**TASKS FOR THIS EXERCISE:**
• a. In the article about Uncle Fung Borneo Eatery, what was the name of Then's fish'n'chips joint in Alhambra?
• b. Reproduce a passage from the article about Uncle Fung Borneo Eatery word for word, beginning at the words "This is Uncle" and stopping after the words "incredibly well-crafted food.".
• c. Proceed with the article about Uncle Fung Borneo Eatery, picking up right after its final sentence.

**TEXT PROVIDED:**
··········

This is Uncle Fung Borneo Eatery, and it is already drawing large crowds at the Bixby Village Center along 7th at PCH.

Back in Alhambra, Then had a tiny-but-mighty fish’n’chips joint lovingly called The Little London Cafe. With his healthy portions of Britain’s most known form of grub, Then would offer bits of Borneo here and there until customers were asking for his full Kalimantan menu, forcing him to alter the cafe and dub it Boreno Kalimantan.

With Uncle Fung, Then takes his previous cuisine and simultaneously ups the quality while dropping the formality; it’s casual, fast, and incredibly well-crafted food.

Then’s pride in his food shows in his succinct but well-explained menu. You’ll find wonderfully elaborate descriptions for foods you’ve most likely never had. For instance:

Gado Gado is a vegetarian combination of raw and cooked vegetables of greens, lettuce, bean sprouts, cabbage, cucumber, and fried tofu along with an aromatic peanut sauce for dressing. Gado Gado can be found on the streets of Jakarta [the capital of Indonesia] and elsewhere in Indonesia.

··········

**DATA SECTION:**

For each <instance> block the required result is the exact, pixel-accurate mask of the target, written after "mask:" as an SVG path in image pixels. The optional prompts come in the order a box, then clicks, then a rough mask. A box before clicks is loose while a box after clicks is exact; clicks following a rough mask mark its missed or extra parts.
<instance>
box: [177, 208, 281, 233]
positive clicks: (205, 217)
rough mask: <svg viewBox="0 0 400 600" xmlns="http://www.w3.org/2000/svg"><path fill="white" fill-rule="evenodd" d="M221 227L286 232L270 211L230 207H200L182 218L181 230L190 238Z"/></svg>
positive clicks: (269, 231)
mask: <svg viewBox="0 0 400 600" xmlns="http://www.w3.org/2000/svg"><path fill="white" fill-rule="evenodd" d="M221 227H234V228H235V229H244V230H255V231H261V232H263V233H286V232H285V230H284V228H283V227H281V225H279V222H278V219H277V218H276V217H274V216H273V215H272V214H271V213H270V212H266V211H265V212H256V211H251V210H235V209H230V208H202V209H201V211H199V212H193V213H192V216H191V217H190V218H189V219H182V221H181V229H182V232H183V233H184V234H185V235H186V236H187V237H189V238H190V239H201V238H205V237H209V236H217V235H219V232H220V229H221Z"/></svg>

··········

**RESPONSES PER TASK:**
• a. The Little London Cafe.

• b.
This is Uncle Fung Borneo Eatery, and it is already drawing large crowds at the Bixby Village Center along 7th at PCH.

Back in Alhambra, Then had a tiny-but-mighty fish’n’chips joint lovingly called The Little London Cafe. With his healthy portions of Britain’s most known form of grub, Then would offer bits of Borneo here and there until customers were asking for his full Kalimantan menu, forcing him to alter the cafe and dub it Boreno Kalimantan.

With Uncle Fung, Then takes his previous cuisine and simultaneously ups the quality while dropping the formality; it’s casual, fast, and incredibly well-crafted food.

• c.
Then’s pride in his food shines with rich, if not outright powerful flavors—his laksa mee, a curry soup based out of Singapore, being a prime example of this. A fairly-but-not-too spicy coconut broth is packed with shrimp paste, giving a wonderfully sweet’n’salty aroma that, well, fits the description of an island. Swimming in the broth are are the housemade egg noodles, what Then describes as “curly and elastic” and “most famous in West Kalimatan on Borneo and Jakarta” and makes the dish simultaneously Singaporean and Indonesian. Mixed with that are fried tofu chunks, a handful of (not overcooked) prawns, eggs boiled in the broth, some fishcakes, and a side of fried shallots and fresh green onion.

Top it off with a squeeze of the unlabeled plastic red bottle on your table—no, it’s not ketchup but sambal terasi matang, a cooked chile sauce with a shrimp paste base—and you have yourself a wonderful, warming dish.

In other words, go explore the islands without leaving Long Beach.

Uncle Fung Borneo Eatery is located at 5716 E 7th St in Suite 5.